- EXERCISE TASK -
Give only the number of lines in the material below that contain the string "coordinates". Letter case counts.

- RECORDED INFORMATION -
- - - - -
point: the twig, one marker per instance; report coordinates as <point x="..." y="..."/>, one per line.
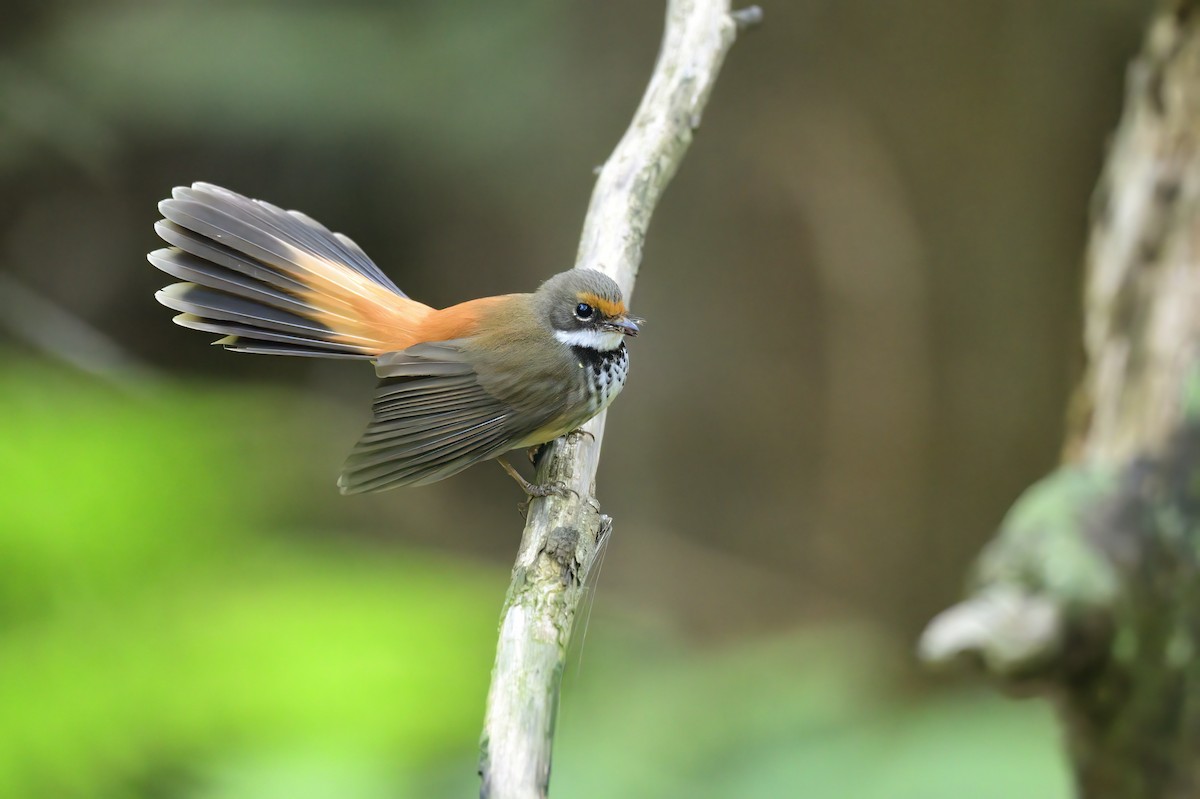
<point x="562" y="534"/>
- - - - -
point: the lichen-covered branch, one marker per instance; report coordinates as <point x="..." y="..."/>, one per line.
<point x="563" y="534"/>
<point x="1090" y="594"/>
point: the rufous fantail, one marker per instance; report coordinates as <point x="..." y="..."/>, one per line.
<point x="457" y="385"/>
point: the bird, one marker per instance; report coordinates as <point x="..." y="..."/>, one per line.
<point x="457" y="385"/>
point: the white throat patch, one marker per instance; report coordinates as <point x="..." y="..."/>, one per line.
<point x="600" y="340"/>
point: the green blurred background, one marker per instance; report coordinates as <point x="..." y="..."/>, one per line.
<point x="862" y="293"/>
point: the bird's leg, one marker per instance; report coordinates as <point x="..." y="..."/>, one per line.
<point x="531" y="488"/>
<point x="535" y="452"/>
- - - - -
- SOLUTION FOR THIS TASK -
7